### Texte source
Comment choisir ses produits alimentaires ? – Le point sur les labels

Hello tout le monde ! Je fais suite ici à ma chronique sur France Bleu Alsace de mardi dernier et dans laquelle j’évoquais brièvement la question des labels alimentaires. Vaste sujet, souvent cacophonique et dont j’avais envie d’éclaircir quelques points prioritaires.

Vous le savez maintenant, pour savoir ce que contient vraiment votre assiette, je vous conseillerai toujours d’aller en priorité vous approvisionner, en direct, chez vos « petits » producteurs locaux (le mot « petit » n’est pas utilisé ici par hasard, je n’inclue pas là-dedans les pourfendeurs d’une agriculture et d’un élevage intensifs et à destination industrielle ou de grande surface). Observer leur travail, leur poser des questions sur leurs pratiques, leur manière de voir les choses, leur engagement pour l’environnement est selon moi la manière la plus sûre de savoir ce que contient réellement votre assiette.

Mais, évidemment, ce n’est ni la plus simple, ni la plus évidente à mettre en œuvre au quotidien. Passer par des distributeurs peut s’avérer beaucoup plus pratique pour la plus grande partie d’entre-nous (magasins ou épiceries bio et spécialisés, la Ruche qui dit oui, ou encore les supermarchés – que je ne fréquente plus personnellement). Pour s’y retrouver, il faut savoir lire les étiquettes et de petits logos peuvent nous aider à y voir plus clair. Savoir ce que contiennent réellement les produits que l’on va consommer (et ingérer, ce n’est pas anodin), et la manière dont ils sont produits a une importance capitale si l’on se soucie de l’environnement et des humains. Je vais donc essayer de faire le point avec vous et de démêler un peu tout ça.

### Données fournies
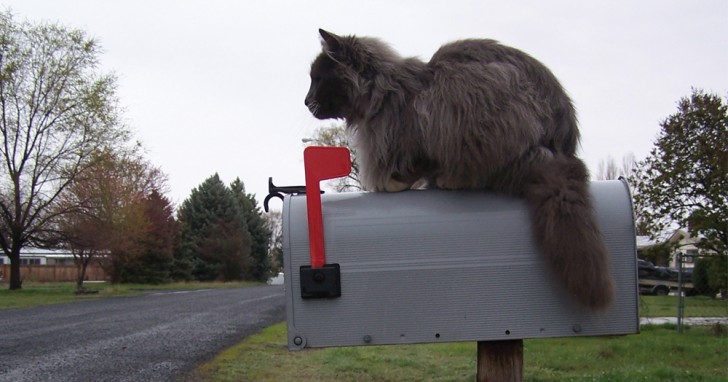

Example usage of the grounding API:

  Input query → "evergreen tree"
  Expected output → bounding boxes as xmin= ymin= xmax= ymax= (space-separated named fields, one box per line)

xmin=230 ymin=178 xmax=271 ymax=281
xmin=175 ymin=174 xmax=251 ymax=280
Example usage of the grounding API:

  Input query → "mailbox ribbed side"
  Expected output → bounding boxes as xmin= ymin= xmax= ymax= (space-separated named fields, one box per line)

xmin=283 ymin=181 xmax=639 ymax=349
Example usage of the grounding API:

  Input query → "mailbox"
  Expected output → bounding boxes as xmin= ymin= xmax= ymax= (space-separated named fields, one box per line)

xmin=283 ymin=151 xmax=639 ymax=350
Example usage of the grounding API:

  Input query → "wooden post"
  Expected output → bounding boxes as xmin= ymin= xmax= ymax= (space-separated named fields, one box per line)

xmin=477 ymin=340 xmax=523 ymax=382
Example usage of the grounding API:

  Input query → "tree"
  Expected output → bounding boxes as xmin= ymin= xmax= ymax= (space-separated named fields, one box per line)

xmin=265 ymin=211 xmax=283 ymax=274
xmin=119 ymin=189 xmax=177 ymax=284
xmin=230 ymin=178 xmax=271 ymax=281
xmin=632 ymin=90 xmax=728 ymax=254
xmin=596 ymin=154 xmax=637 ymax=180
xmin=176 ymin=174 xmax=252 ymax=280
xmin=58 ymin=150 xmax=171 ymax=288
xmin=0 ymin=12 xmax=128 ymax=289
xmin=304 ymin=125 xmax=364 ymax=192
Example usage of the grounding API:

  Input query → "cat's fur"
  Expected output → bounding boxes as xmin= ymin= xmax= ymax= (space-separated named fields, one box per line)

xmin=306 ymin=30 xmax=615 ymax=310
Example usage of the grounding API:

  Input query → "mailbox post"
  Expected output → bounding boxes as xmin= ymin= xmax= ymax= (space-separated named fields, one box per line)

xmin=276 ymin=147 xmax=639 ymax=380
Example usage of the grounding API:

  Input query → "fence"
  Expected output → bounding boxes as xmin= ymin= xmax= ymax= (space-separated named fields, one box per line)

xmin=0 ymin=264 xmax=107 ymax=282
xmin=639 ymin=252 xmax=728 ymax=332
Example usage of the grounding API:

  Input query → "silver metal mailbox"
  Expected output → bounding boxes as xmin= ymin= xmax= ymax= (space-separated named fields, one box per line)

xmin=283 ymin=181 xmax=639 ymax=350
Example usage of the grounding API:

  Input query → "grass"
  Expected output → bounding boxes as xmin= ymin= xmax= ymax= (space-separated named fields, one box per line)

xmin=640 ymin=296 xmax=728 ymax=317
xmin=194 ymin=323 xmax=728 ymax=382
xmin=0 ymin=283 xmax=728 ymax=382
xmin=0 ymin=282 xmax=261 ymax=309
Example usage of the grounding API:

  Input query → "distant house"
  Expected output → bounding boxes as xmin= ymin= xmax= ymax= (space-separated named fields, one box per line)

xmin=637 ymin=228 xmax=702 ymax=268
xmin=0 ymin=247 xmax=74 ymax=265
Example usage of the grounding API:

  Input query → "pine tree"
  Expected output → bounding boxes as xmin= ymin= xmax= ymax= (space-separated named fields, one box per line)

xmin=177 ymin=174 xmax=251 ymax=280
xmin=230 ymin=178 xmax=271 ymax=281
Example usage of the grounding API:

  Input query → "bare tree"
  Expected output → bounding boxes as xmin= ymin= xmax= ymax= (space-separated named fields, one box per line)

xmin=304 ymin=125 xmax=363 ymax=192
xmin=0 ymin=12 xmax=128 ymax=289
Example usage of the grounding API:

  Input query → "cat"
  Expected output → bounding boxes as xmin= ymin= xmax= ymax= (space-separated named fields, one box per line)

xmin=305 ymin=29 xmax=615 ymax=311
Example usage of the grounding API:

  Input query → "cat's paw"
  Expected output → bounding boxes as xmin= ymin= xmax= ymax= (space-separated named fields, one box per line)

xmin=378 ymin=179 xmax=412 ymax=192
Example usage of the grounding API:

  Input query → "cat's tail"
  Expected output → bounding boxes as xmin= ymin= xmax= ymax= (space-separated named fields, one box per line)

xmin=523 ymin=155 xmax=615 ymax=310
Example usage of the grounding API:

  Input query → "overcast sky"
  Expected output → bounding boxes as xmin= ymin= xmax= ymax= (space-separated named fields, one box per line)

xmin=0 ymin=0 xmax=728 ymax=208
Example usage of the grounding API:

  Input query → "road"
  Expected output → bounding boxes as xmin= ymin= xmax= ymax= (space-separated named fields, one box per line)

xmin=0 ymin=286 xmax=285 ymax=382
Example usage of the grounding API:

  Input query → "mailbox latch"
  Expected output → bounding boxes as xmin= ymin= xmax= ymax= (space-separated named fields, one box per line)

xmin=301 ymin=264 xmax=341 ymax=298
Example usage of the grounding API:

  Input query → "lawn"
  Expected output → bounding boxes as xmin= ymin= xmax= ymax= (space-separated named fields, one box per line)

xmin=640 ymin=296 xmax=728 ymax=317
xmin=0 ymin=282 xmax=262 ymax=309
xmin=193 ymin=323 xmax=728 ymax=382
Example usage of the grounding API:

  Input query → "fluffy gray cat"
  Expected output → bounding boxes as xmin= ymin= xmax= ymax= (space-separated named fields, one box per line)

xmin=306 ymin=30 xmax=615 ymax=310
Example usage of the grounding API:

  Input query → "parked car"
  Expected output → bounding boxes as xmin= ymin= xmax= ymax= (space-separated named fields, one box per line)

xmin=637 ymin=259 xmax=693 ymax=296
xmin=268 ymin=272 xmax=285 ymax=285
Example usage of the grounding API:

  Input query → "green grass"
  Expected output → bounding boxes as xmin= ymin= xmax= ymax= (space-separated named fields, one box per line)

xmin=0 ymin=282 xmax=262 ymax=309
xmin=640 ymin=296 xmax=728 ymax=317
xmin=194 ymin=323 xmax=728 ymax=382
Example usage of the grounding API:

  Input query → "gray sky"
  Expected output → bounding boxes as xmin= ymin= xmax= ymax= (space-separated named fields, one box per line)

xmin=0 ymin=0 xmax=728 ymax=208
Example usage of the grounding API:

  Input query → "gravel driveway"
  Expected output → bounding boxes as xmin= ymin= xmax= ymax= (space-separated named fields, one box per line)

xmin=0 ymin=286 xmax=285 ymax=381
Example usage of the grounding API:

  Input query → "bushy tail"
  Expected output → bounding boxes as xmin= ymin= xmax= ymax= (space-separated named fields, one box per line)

### Objectif
Pouvez-vous recopier sans rien changer le passage du texte sur les labels alimentaires qui va de « Vous le savez » à « réellement votre assiette. » ?

### Résultat obtenu
Vous le savez maintenant, pour savoir ce que contient vraiment votre assiette, je vous conseillerai toujours d’aller en priorité vous approvisionner, en direct, chez vos « petits » producteurs locaux (le mot « petit » n’est pas utilisé ici par hasard, je n’inclue pas là-dedans les pourfendeurs d’une agriculture et d’un élevage intensifs et à destination industrielle ou de grande surface). Observer leur travail, leur poser des questions sur leurs pratiques, leur manière de voir les choses, leur engagement pour l’environnement est selon moi la manière la plus sûre de savoir ce que contient réellement votre assiette.